## GOAL OF THE EXERCISE
In the text about DACs and sound quality, how many Manhattan DAC IIs does Abbey Road have?

## SELECTION
►
Having said that our consumer DACs are used for mastering, for example Abbey Road has two of the Manhattan DAC IIs and so do severa other mastering studios.

You see, when thinking about “sound quality” you ought to be thinking about the final goal you are trying to accomplish. The goals are different for recording, different for mixing, yet different for mastering and completely different for playback. You ought to use your ears and common sense to get results in all these.

If measurements provided results in a recording studio, everybody would be using these. But none of studio recording sessions starts with measuring the recording chain for minimum distortion. Why? Because it wouldn’t provide the desired result.

Now on my point “Sometime we make circuit changes that don’t show in standard measurements but are audible”. This points to another problem in measurement only approach.
◄
## DATA LINES
►
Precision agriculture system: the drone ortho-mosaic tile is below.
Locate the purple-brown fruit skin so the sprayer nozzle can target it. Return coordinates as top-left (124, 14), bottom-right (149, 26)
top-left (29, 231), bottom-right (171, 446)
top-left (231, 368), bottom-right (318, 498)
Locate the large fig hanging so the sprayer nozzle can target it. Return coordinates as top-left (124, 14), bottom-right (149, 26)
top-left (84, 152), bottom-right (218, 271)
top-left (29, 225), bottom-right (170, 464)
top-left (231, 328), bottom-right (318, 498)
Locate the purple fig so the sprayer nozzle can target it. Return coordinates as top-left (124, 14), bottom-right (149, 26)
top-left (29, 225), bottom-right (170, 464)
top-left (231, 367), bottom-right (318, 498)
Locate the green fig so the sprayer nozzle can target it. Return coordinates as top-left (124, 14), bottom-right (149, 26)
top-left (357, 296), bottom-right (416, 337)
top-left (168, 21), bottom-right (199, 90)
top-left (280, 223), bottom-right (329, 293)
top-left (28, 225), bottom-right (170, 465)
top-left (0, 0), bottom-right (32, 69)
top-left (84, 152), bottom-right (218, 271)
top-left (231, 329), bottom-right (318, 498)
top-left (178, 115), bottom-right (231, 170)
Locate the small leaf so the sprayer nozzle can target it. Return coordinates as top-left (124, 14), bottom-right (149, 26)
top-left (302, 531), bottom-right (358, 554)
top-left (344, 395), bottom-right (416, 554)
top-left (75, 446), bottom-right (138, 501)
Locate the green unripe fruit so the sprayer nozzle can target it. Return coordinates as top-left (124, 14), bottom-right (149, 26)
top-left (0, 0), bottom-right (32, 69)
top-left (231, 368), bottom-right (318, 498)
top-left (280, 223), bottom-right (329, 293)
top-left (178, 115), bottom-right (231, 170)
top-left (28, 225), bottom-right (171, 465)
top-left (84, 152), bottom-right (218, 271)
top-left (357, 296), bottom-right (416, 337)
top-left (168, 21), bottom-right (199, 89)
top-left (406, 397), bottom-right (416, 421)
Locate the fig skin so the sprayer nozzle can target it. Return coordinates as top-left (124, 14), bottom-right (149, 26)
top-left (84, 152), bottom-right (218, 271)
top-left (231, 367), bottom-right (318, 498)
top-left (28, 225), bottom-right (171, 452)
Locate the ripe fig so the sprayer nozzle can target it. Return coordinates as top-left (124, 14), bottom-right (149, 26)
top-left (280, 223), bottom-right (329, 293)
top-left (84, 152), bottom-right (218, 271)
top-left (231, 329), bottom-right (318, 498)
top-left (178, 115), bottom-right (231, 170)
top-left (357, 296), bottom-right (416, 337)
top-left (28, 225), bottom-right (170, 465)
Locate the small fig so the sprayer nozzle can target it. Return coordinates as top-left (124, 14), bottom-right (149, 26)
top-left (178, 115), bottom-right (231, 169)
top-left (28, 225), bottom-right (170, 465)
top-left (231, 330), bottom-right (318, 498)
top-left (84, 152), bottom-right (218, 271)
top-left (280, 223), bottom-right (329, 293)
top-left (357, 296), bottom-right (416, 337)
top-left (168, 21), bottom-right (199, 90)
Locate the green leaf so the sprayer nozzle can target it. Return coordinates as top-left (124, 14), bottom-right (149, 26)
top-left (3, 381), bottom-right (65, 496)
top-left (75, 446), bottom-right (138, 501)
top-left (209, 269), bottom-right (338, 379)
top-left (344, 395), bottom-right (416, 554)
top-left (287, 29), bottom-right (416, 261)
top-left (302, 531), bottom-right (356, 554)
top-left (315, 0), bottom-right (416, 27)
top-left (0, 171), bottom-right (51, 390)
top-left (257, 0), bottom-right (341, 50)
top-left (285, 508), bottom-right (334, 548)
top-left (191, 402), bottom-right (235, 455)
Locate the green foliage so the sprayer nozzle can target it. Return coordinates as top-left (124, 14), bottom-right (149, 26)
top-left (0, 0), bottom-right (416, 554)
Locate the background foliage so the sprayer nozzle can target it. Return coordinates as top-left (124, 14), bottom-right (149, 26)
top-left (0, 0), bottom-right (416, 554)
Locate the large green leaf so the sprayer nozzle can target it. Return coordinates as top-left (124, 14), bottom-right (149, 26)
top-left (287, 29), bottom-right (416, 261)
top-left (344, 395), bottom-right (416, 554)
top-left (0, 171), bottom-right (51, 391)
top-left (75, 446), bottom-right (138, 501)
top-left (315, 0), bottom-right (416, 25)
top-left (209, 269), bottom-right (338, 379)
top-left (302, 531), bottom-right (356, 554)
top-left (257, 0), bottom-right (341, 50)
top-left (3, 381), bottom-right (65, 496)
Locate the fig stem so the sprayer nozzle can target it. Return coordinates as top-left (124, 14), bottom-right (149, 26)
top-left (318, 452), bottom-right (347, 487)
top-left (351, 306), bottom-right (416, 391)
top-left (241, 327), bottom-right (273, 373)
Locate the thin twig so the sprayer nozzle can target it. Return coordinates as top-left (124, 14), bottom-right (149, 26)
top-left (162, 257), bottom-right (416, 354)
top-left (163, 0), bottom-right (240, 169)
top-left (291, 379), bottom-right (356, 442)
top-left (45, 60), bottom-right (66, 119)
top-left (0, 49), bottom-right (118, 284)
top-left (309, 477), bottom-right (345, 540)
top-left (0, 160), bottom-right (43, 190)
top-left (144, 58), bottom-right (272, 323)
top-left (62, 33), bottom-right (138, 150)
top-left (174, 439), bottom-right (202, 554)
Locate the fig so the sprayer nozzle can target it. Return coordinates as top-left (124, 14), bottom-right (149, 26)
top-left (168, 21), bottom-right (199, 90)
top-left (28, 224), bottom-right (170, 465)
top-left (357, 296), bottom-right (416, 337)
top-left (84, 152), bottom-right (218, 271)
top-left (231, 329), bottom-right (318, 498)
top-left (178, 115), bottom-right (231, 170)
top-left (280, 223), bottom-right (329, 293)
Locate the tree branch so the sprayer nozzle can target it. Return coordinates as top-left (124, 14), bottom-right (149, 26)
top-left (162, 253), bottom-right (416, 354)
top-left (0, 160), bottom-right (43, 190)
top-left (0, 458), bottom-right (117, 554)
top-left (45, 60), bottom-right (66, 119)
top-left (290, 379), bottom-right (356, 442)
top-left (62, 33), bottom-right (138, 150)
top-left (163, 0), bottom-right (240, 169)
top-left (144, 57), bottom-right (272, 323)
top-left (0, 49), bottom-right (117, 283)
◄
## SOLUTION TO THE PROBLEM
Two.